**CONSEGNA 1**. Riporta senza modifiche il passo della recensione di Wakanda Forever che va da "Oggi sono qui" a "oggi sarà dura.".
**CONSEGNA 2**. Secondo la recensione di Wakanda Forever, quale attore esordisce nel ruolo di Namor?
**CONSEGNA 3**. Continua la recensione di Black Panther: Wakanda Forever a partire dall'ultima frase riportata.

═══ ESTRATTO ═══

Recensione: Black Panther - Wakanda Forever

Salve, specchietti!

Oggi sono qui per parlarvi dell’ultimo film della fase 4 del Marvel Cinematic Universe (prima dello speciale di Natale che esce questa settimana). Sto parlando di Black Panther: Wakanda Forever. Munitevi di fazzoletti, perché oggi sarà dura.

Nel film di Marvel Studios “Black Panther: Wakanda Forever”, la regina Ramonda (Angela Bassett), Shuri (Letitia Wright), M’Baku (Winston Duke), Okoye (Danai Gurira)e le Dora Milaje (tra cui Florence Kasumba), combattono per proteggere la loro nazione dalle ingerenze delle potenze mondiali dopo la morte di re T’Challa. Mentre gli abitanti del Wakanda lottano per passare alla fase successiva, gli eroi fare fronte comune con la War Dog Nakia (Lupita Nyong’o) ed Everett Ross (Martin Freeman) per dare un nuovo assetto al regno. Oltre all’esordio di Tenoch Huerta nel ruolo di Namor, re di una nazione sottomarina segreta, il film vede la partecipazione di Dominique Thorne, Michaela Coel, Mabel Cadena e Alex Livanalli.

═══ RECORD FORNITI ═══

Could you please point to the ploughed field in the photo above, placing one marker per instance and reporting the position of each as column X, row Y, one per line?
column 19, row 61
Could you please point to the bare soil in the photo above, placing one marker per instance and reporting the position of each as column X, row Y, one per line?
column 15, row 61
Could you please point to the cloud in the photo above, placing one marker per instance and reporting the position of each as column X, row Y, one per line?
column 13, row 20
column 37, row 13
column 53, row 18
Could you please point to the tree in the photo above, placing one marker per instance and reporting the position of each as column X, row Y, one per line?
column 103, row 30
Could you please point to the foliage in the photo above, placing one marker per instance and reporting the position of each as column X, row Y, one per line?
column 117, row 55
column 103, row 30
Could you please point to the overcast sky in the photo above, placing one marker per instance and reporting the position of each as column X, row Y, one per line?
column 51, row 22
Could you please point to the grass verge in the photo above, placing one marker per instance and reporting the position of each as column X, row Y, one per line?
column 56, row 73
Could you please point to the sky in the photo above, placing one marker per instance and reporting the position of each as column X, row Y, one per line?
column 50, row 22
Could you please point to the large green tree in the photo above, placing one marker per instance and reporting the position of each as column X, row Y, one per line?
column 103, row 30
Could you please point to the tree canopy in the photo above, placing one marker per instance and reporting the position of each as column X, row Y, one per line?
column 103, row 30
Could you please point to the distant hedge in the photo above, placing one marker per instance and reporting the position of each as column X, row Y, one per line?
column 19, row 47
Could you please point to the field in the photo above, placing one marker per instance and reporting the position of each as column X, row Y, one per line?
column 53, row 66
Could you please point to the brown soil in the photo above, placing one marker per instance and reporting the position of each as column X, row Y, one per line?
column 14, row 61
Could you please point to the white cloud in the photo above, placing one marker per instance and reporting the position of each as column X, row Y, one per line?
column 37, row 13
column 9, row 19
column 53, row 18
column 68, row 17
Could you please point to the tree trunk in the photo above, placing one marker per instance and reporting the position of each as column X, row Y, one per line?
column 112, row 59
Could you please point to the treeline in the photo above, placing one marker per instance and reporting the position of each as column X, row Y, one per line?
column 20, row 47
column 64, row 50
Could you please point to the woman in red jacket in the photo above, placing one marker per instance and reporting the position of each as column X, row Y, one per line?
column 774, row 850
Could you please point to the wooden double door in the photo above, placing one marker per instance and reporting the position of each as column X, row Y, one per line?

═══

**RISPOSTA 1**.
Oggi sono qui per parlarvi dell’ultimo film della fase 4 del Marvel Cinematic Universe (prima dello speciale di Natale che esce questa settimana). Sto parlando di Black Panther: Wakanda Forever. Munitevi di fazzoletti, perché oggi sarà dura.

**RISPOSTA 2**. Nel ruolo di Namor esordisce Tenoch Huerta.

**RISPOSTA 3**.
Black Panther: Wakanda Forever è un viaggio, è un saluto, è un manuale su come affrontare il dolore e, allo stesso tempo, su come non farlo. È una fotografia dell’animo umano nel momento più buio della sua esistenza.

È inutile dire che l’intera pellicola sia stata pensata per avere Chadwick Boseman come suo protagonista e che, a causa della prematura scomparsa di quest’ultimo, i Marvel Studios abbiano dovuto correre ai ripari e modificare la trama per riadattarla sugli altri personaggi. Tuttavia, come la stessa regina Ramonda ricorda sodi, “T’Challa – e, quindi, anche Chadwick – è morto, ma non se n'è mai andato davvero”. Ogni singolo frame del film è impresso dell’animo di Chadwick che, come sa bene chi segue anche i retroscena del Marvel Cinematic Universe, poco si discostava dal suo personaggio. Chadwick era, ed è ancora, per i fan, ma soprattutto per la comunità dei neri, re T’Challa. Le due figure sono tuttora indistinguibili.

Ecco, quindi, che la morte di T’Challa è specchio della morte di Chadwick stesso, il dolore espresso dai personaggi per la scomparsa del loro re, figlio, fratello, amante e amico è il medesimo dolore di ogni singolo membro del cast per la perdita del loro collega.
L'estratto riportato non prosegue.